Soundjata Keita, founder of the Mali empire, first world leader to abolish slavery in the 13th century
Friday, June 27, 2008
The recent Experts Meeting on Slavery held in Banjul from 10th to 13th June, 2008 a follow-up to the World Conference on Racism and in preparation for next year's Durban Review Conference, was a historic success for The Gambia.
Not only did it follow a series very successful Plenipotentiary Conferences and Experts Meetings in the recent past, including the unforgettable AU Summit, ECOWAS and sub-regional organisations meetings, but it was also a fitting recognition of The Gambia's primordial and vanguard status and role in pioneering in the 1980s the institutionalisation of and respect for Human Rights in Africa.
Another source of national pride and satisfaction is the prominent, if not dominant role, played by Gambians, whose compelling historical ramifications I will recall later, did not come as a surprise. The AU Commissioner for Political Affairs, Mrs Julia Dolly Joiner, who addressed the Meeting on behalf of the African Union is a Gambian who had served with distinction in senior and strategic positions in the Gambian Public Service as Permanent Secretary, Department of State for Foreign Affairs and Secretary General Office of the President successively before her appointment as Head of OAU and subsequently AU diplomacy. Her statement is a clear testimony of the significant progress made in the Continent in the matter of human rights awareness and practices since the late 1970s and early 1980s when the Gambia courageously led the way in vigorously advocating the setting up of a home-bred African institutional framework that will promote the respect for and full enjoyment of human rights by every African without
any distinction of any kind.
The second dominant aspect at the Meeting was the presence of the SOS for Higher Education, Research, Science and Technology, Hon. Crispin Grey Johnson, who officially opened the Meeting on behalf of His Excellency the President with a Keynote Statement that touched on many relevant and important aspects of the theme of the Meeting - Slavery.
Not surprisingly Hon. Grey-Johnson rose to the occasion, with the spontaneity and coherence of the scholar and diplomat he is, and appropriately highlighted the main historical benchmarks that characterised mercantile slavery introduced by Europeans when they started visiting our shores in the 14/15th century ostensibly for normal trade purposes.

▸ **Exercise requirements**
1. Duplicate the part of the article on the Banjul slavery meeting that opens with the words "The second dominant" and closes with "Meeting - Slavery.".
2. According to the article on the Banjul slavery meeting, on what dates was the Experts Meeting on Slavery held?

▸ **Information provided**
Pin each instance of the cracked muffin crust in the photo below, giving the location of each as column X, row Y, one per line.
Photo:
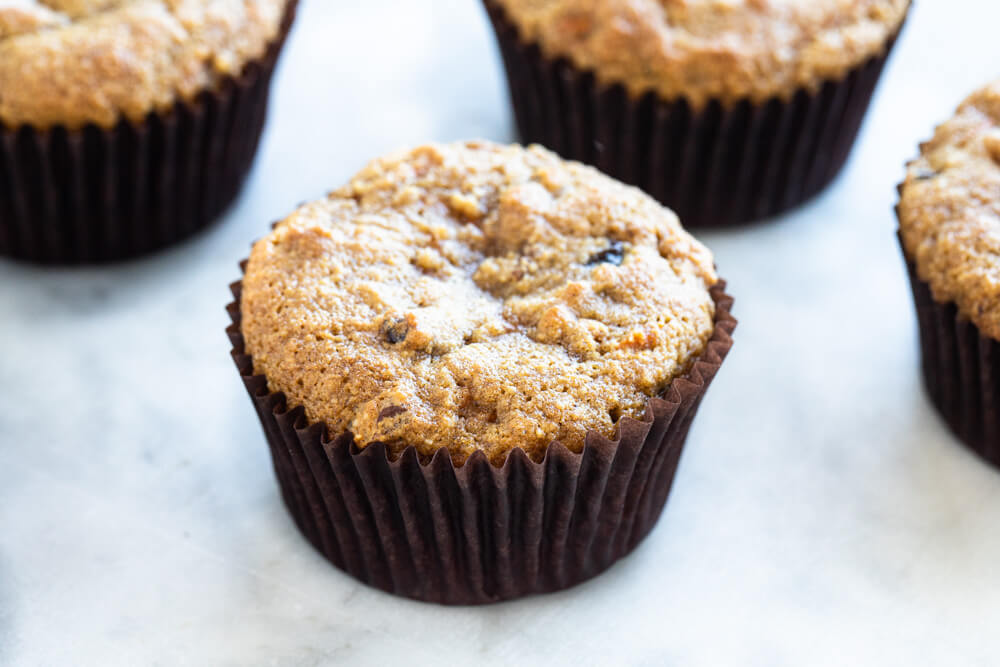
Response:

▸ **Answers**
1.
The second dominant aspect at the Meeting was the presence of the SOS for Higher Education, Research, Science and Technology, Hon. Crispin Grey Johnson, who officially opened the Meeting on behalf of His Excellency the President with a Keynote Statement that touched on many relevant and important aspects of the theme of the Meeting - Slavery.

2. From 10th to 13th June, 2008.